JOB → Please repeat the data starting at the line that contains "Segment the woman's" and ending at the line that contains "[[413,0],[400,18],[400,30],[409,36],[419,39],[419,0]]", both lines included, with no character changed.

RECORDS →

_____

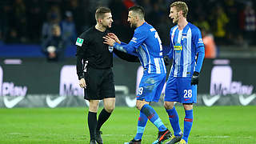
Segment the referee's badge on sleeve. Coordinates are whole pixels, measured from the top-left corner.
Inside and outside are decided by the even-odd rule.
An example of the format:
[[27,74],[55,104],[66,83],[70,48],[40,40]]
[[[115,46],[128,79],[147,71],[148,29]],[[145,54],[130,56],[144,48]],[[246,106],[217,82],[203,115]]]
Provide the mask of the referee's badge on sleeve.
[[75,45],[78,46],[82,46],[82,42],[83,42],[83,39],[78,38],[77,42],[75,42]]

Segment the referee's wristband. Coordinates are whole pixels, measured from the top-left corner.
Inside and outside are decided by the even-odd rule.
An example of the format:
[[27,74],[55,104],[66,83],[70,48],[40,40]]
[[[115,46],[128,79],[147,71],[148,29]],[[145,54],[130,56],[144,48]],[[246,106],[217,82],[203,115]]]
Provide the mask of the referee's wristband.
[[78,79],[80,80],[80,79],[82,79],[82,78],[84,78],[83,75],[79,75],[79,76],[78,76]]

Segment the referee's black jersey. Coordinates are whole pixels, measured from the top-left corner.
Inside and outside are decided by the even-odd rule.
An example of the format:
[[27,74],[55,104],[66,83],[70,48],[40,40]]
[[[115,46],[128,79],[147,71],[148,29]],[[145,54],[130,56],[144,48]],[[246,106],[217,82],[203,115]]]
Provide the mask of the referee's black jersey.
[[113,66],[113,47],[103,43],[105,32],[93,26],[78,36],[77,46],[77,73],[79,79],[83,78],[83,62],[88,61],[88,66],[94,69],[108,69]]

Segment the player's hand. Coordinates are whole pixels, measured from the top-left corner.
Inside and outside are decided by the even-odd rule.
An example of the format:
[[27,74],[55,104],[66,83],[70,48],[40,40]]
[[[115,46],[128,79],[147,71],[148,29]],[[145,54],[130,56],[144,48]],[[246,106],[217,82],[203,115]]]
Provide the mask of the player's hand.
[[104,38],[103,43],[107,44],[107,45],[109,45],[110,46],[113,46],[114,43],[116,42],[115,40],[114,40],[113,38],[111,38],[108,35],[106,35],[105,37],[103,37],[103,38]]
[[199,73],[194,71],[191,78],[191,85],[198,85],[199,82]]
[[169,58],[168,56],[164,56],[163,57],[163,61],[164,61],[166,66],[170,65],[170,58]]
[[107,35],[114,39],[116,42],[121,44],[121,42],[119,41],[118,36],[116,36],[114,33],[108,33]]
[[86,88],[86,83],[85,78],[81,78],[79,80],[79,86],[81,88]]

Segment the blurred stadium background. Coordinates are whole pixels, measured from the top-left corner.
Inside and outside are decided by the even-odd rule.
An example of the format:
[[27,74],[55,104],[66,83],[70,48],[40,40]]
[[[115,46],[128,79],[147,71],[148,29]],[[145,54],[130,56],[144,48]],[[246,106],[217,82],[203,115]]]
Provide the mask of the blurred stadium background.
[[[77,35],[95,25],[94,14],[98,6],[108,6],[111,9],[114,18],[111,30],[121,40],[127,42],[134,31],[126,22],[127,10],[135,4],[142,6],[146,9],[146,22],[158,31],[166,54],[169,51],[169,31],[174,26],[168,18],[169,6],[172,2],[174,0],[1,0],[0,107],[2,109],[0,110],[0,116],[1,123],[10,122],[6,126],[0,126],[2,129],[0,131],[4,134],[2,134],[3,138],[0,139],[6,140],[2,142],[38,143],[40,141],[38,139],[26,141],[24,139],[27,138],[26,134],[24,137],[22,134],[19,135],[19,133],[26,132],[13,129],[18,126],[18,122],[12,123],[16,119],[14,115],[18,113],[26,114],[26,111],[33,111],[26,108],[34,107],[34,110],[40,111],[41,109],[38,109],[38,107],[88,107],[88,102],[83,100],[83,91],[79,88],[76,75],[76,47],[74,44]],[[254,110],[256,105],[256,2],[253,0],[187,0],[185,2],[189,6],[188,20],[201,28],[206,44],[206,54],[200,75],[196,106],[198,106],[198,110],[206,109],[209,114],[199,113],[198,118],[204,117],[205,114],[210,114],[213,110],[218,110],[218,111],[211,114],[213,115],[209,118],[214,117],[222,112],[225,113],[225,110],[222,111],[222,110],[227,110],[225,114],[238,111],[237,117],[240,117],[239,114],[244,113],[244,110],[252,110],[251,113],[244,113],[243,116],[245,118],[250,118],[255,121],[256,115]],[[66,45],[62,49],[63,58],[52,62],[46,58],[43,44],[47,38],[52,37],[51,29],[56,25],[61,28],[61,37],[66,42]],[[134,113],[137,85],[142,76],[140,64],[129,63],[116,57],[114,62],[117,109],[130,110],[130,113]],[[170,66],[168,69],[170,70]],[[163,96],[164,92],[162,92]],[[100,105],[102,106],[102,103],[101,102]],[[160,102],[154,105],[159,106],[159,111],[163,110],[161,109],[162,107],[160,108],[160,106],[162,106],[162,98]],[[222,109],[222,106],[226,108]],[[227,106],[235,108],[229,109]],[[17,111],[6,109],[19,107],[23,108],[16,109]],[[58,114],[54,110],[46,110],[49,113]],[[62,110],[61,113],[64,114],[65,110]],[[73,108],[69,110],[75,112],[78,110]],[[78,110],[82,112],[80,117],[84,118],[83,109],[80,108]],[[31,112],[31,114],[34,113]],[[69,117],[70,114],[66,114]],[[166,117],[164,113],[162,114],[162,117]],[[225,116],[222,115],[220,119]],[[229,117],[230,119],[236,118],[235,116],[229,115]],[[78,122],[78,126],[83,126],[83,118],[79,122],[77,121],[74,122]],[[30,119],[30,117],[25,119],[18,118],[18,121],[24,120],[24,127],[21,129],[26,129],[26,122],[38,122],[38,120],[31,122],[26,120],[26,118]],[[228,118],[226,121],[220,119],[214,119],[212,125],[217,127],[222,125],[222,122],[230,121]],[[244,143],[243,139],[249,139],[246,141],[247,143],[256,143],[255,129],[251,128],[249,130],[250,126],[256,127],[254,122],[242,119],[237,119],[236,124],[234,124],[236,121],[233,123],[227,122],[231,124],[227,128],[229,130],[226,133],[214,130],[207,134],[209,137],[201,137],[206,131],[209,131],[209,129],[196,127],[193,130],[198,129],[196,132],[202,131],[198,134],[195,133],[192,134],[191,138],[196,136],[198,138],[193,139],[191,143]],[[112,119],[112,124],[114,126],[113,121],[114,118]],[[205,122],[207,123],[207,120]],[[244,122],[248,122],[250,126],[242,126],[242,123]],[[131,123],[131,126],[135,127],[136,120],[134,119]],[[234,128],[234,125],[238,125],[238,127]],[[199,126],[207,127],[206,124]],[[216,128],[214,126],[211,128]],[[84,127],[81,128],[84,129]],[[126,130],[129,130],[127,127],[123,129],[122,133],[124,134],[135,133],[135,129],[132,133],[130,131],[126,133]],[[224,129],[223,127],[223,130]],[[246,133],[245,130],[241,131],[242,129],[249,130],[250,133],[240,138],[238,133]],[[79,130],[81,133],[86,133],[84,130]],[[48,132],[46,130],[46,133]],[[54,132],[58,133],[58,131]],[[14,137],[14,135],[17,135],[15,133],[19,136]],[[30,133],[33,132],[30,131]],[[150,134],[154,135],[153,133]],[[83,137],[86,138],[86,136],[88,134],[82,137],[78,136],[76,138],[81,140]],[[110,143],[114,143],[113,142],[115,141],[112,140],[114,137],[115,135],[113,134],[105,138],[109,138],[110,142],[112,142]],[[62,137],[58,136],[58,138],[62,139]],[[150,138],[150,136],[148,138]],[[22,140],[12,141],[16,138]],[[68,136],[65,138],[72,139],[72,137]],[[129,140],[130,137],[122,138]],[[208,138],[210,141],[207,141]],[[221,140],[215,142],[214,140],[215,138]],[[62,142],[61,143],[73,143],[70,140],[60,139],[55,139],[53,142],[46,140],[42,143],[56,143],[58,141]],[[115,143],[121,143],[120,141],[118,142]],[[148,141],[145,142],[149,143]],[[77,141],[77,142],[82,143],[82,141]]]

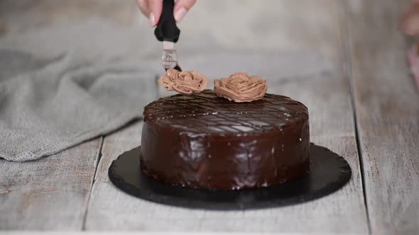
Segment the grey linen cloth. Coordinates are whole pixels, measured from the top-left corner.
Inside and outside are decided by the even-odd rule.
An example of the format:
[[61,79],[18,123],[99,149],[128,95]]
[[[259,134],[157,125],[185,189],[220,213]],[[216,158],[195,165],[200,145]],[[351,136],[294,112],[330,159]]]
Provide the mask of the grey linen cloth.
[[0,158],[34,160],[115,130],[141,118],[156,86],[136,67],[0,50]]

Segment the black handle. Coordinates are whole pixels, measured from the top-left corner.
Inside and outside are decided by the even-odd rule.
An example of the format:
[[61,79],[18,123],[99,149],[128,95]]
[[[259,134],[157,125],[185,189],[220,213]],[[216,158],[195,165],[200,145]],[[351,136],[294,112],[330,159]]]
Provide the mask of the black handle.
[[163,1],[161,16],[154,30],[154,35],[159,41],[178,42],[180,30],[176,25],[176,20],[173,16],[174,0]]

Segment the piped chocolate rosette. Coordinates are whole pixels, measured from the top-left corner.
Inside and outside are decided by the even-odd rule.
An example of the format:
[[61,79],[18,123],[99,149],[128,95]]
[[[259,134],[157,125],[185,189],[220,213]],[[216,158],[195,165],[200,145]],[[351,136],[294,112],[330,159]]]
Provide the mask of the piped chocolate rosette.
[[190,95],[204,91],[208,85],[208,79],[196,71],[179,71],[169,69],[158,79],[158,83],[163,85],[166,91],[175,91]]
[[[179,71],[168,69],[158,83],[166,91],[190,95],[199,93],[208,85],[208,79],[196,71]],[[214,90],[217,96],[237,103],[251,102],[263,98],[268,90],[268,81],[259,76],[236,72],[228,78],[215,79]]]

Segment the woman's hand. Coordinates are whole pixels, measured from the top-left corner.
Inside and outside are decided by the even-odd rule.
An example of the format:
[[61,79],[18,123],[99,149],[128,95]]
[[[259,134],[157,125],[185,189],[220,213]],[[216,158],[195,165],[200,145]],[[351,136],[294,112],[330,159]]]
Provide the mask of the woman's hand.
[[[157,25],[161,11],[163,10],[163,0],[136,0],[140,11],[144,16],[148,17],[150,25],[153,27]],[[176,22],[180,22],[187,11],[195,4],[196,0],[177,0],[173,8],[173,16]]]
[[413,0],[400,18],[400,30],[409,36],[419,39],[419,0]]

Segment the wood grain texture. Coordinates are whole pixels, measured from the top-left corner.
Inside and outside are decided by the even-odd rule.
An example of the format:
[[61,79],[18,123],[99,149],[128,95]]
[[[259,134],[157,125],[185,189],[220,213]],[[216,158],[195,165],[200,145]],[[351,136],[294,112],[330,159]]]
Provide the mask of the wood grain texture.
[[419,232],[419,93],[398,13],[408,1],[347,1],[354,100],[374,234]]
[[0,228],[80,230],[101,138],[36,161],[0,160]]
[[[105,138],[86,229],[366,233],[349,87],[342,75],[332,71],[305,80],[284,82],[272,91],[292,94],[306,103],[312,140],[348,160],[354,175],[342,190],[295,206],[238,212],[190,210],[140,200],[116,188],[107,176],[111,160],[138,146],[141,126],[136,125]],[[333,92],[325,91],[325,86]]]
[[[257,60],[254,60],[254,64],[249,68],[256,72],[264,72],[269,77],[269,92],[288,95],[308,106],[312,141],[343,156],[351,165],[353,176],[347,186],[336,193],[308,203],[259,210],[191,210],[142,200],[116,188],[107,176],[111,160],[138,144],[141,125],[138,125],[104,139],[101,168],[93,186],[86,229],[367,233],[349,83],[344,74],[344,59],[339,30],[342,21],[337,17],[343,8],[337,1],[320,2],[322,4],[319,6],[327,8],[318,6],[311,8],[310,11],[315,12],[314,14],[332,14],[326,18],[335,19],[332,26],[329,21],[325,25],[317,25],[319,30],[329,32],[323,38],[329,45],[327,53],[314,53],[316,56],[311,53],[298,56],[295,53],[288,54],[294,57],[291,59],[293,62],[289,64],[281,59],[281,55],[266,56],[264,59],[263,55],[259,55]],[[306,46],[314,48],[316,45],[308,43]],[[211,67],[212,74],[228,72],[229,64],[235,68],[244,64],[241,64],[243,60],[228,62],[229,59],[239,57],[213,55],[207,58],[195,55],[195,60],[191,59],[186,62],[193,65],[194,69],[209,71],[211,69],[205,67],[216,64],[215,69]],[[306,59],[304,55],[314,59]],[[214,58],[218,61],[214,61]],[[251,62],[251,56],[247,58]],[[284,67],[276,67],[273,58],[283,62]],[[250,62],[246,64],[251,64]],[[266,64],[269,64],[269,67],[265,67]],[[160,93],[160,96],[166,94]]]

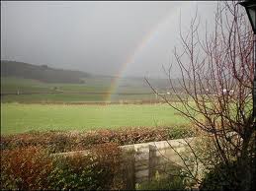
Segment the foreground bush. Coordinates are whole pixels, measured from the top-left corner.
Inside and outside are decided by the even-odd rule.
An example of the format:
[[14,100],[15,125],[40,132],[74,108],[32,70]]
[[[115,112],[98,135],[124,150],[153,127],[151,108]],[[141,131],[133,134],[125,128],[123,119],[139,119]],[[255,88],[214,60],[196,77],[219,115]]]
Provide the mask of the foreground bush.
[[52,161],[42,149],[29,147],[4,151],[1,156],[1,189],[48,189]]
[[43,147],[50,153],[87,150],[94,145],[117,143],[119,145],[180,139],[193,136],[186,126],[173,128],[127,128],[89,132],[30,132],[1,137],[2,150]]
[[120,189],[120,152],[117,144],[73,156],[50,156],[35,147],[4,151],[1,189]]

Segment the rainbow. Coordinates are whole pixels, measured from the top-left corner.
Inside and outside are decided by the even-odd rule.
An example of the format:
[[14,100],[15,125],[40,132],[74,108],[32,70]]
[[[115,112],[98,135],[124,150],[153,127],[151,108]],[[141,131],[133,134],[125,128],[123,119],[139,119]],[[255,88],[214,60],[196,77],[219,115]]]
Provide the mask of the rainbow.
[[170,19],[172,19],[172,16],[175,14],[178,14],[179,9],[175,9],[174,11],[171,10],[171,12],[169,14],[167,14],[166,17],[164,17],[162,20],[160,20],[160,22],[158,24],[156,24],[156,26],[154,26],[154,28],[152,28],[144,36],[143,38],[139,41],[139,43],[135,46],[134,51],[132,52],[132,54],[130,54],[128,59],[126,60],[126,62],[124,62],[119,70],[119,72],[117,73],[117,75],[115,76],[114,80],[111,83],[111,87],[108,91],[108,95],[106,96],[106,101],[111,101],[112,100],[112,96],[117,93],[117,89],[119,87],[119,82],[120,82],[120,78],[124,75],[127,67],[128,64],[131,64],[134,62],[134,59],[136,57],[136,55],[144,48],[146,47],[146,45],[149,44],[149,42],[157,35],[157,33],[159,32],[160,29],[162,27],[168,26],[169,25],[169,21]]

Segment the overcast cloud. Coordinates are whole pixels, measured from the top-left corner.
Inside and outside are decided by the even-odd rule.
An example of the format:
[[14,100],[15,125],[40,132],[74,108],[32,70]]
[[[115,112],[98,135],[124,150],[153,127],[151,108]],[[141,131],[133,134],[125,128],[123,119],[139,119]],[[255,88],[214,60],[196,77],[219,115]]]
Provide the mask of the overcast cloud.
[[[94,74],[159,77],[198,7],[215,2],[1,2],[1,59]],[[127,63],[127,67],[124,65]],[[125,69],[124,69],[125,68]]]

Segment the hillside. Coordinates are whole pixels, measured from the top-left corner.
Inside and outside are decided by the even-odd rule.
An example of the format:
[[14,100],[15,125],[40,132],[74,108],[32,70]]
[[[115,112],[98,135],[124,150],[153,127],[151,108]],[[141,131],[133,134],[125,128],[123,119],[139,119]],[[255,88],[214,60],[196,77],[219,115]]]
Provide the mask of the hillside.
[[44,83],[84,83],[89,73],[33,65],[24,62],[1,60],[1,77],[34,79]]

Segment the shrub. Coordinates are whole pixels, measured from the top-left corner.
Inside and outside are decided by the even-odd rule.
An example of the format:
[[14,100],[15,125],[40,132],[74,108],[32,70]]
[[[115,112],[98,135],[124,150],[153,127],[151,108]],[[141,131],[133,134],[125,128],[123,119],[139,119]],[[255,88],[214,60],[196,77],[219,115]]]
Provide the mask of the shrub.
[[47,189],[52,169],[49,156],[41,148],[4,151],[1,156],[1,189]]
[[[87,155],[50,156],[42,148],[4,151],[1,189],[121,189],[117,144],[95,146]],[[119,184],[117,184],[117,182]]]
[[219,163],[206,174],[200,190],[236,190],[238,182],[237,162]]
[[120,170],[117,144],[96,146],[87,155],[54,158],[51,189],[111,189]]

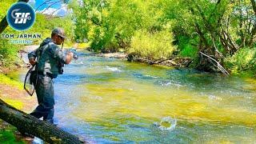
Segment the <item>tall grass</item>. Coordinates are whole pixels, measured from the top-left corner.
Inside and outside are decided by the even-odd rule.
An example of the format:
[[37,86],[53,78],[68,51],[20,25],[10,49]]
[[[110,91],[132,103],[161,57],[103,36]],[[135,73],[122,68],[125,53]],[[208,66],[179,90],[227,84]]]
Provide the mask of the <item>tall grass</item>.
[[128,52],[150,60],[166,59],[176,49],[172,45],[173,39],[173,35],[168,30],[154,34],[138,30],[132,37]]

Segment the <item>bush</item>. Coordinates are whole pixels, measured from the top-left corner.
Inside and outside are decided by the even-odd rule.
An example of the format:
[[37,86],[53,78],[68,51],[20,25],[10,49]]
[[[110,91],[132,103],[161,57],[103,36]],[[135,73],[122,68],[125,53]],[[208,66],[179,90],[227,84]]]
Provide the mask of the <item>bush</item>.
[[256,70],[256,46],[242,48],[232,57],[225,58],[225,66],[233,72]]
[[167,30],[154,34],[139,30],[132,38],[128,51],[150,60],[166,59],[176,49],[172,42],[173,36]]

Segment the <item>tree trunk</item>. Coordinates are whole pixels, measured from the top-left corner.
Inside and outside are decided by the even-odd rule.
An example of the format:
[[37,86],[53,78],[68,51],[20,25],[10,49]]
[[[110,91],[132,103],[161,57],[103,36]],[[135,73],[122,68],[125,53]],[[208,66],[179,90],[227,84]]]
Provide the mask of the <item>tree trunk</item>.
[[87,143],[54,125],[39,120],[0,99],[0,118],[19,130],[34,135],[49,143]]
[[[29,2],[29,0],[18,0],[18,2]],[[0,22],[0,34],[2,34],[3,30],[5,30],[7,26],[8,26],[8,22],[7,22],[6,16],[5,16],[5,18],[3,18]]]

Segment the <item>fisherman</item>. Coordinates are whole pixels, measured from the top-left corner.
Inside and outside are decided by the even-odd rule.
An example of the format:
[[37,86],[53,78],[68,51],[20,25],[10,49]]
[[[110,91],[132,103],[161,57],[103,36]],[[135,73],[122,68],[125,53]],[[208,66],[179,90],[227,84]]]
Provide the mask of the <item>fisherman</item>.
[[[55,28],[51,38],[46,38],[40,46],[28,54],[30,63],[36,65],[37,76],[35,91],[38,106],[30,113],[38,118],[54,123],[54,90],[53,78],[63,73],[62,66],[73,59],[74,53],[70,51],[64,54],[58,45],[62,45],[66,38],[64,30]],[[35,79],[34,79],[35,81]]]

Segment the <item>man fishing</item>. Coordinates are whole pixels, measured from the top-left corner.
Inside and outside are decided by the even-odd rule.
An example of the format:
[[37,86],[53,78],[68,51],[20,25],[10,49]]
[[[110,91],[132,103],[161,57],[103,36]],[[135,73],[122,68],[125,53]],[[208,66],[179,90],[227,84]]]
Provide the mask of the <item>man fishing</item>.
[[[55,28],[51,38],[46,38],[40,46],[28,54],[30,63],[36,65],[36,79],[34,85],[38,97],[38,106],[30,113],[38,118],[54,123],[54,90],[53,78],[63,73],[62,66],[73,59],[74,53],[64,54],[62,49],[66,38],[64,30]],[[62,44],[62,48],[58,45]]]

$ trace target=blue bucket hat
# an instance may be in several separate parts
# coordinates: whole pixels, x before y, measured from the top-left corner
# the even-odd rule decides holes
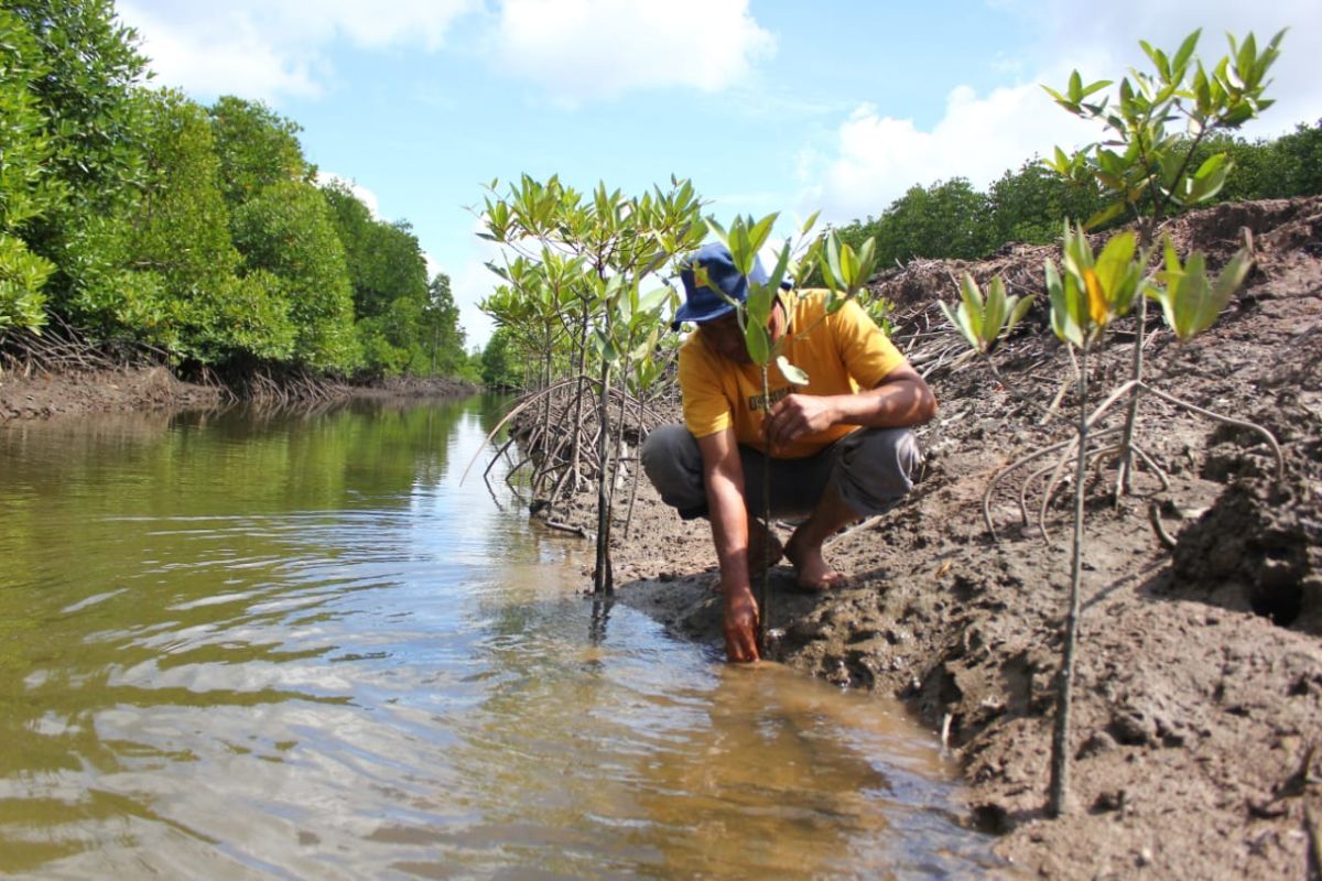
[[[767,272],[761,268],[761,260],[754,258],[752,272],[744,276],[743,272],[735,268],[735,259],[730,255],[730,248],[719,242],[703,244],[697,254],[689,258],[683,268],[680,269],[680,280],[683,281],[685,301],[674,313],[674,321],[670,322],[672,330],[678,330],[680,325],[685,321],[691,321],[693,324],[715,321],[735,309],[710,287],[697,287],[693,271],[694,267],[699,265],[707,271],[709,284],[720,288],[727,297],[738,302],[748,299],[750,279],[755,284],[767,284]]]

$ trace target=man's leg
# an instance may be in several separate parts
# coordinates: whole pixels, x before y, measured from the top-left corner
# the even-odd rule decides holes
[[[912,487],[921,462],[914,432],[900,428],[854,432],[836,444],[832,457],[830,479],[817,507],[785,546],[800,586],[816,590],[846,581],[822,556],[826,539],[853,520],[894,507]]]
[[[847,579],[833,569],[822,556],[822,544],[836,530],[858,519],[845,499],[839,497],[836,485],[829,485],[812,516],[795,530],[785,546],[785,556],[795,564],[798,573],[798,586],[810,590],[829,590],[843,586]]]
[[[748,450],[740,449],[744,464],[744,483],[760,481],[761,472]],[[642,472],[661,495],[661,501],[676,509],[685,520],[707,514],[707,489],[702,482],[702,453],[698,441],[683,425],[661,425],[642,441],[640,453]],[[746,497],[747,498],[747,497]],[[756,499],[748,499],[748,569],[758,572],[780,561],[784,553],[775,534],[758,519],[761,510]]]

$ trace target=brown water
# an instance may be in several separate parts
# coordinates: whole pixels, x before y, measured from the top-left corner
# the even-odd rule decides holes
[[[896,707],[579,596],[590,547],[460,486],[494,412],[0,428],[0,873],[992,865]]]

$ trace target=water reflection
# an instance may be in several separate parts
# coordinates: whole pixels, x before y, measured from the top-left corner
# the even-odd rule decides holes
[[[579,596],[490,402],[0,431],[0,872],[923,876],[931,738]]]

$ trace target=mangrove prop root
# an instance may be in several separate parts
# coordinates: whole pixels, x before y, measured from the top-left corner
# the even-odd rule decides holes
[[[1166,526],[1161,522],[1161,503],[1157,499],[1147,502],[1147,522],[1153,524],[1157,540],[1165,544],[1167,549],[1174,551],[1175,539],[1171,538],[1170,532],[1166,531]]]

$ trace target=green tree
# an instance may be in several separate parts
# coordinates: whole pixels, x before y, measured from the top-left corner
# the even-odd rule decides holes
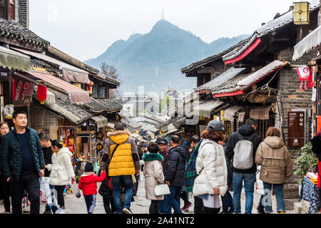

_____

RESULT →
Segment the woman's hand. Coordinates are whole pixels, measured from the top-left corner.
Inside and outside are decided by the even-odd rule.
An example of the format:
[[61,79],[18,123],[99,149],[128,95]]
[[[259,134],[157,125],[185,189],[220,213]],[[216,158],[195,165],[200,145]],[[351,136],[294,112],[330,159]]]
Provide the mask of the woman's hand.
[[[157,25],[161,11],[163,10],[163,0],[136,0],[140,11],[144,16],[148,17],[150,25],[153,27]],[[176,22],[180,22],[187,11],[195,4],[196,0],[177,0],[173,8],[173,16]]]
[[413,0],[400,18],[400,30],[409,36],[419,39],[419,0]]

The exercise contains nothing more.